Stewardship is a theological belief that humans are responsible for the world, humanity, and the gifts and resources that have been entrusted to us. Believers in stewardship are usually people who believe in one God who created the universe and all that is within it, also believing that they must take care of creation and look after it. Creation includes animals and the environment. Many religions and denominations have various degrees of support for environmental stewardship.   It can have political implications, such as in Christian Democracy.

Many moderate and progressive Roman Catholics, Orthodox Christians, and Evangelical Protestants see some form of environmentalism as a consequence of stewardship.  In Jewish, Christian and Muslim traditions, stewardship refers to the way time, talents, material possessions, or wealth are used or given for the service of God.

Some pagan or secular views include a Gaia philosophy which accepts the Earth as a holy being or goddess.

The Jewish holiday of Tu Bishvat, or "the New Year of the Trees," (Rosh Hashanah La-Ilanot") is also known as Jewish Arbor Day. Some want to expand it to a more global environmental focus.

A biblical world view of stewardship can be consciously defined as: "Utilising and managing all resources God provides for the glory of God and the betterment of His creation." The central essence of biblical world view stewardship is managing everything God brings into the believer's life in a manner that honors God and impacts eternity.
──────────────────────────────
▶ Problem statement:
Answer these questions from the text on stewardship.
(a) What two things does creation include?
(b) What is the Jewish holiday of Tu Bishvat also known as?
(c) In the Gaia philosophy held by some pagan or secular views, what is the Earth accepted as?

▶ Named object pointing entries:
──────────────────────────────
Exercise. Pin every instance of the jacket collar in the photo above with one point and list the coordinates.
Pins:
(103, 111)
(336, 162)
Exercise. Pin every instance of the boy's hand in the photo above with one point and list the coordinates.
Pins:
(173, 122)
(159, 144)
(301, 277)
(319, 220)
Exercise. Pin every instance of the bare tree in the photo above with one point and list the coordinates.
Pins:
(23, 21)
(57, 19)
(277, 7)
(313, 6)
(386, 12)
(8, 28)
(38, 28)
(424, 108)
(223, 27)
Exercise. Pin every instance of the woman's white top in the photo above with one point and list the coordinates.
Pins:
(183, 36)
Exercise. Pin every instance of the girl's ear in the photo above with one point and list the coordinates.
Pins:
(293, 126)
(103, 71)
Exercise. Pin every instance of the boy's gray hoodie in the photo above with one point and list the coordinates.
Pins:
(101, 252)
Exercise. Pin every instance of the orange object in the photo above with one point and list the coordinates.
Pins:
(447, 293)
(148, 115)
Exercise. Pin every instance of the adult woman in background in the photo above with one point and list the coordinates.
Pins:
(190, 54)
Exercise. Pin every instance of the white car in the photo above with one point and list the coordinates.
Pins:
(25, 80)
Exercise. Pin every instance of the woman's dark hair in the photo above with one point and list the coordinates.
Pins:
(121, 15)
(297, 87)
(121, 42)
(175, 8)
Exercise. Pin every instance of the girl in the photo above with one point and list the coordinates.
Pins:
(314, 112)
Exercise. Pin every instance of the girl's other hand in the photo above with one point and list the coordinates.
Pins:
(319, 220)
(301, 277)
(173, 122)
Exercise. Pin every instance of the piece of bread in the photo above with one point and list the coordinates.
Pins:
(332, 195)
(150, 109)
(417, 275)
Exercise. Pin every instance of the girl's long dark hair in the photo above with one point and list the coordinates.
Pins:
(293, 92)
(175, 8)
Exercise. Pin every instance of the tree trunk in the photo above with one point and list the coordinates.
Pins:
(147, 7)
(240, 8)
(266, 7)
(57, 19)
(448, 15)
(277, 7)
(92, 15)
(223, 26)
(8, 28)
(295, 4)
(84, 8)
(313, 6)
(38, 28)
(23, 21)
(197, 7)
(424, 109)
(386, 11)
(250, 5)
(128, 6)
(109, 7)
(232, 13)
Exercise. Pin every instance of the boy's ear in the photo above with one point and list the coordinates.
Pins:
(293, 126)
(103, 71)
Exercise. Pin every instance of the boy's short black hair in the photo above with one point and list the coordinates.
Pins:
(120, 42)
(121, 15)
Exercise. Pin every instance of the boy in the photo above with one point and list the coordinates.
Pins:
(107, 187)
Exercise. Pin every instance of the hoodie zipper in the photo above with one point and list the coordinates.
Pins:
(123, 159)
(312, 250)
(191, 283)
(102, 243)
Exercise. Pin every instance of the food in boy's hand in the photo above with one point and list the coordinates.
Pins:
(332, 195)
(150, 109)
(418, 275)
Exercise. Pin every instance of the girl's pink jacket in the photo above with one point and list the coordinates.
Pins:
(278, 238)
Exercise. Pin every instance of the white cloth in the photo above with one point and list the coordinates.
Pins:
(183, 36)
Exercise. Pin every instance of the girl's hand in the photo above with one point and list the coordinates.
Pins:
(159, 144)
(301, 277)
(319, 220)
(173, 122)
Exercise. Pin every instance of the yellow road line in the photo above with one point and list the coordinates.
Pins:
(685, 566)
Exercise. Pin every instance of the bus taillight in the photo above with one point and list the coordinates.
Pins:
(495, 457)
──────────────────────────────
▶ Exercise answer:
(a) Animals and the environment.
(b) Jewish Arbor Day.
(c) A holy being or goddess.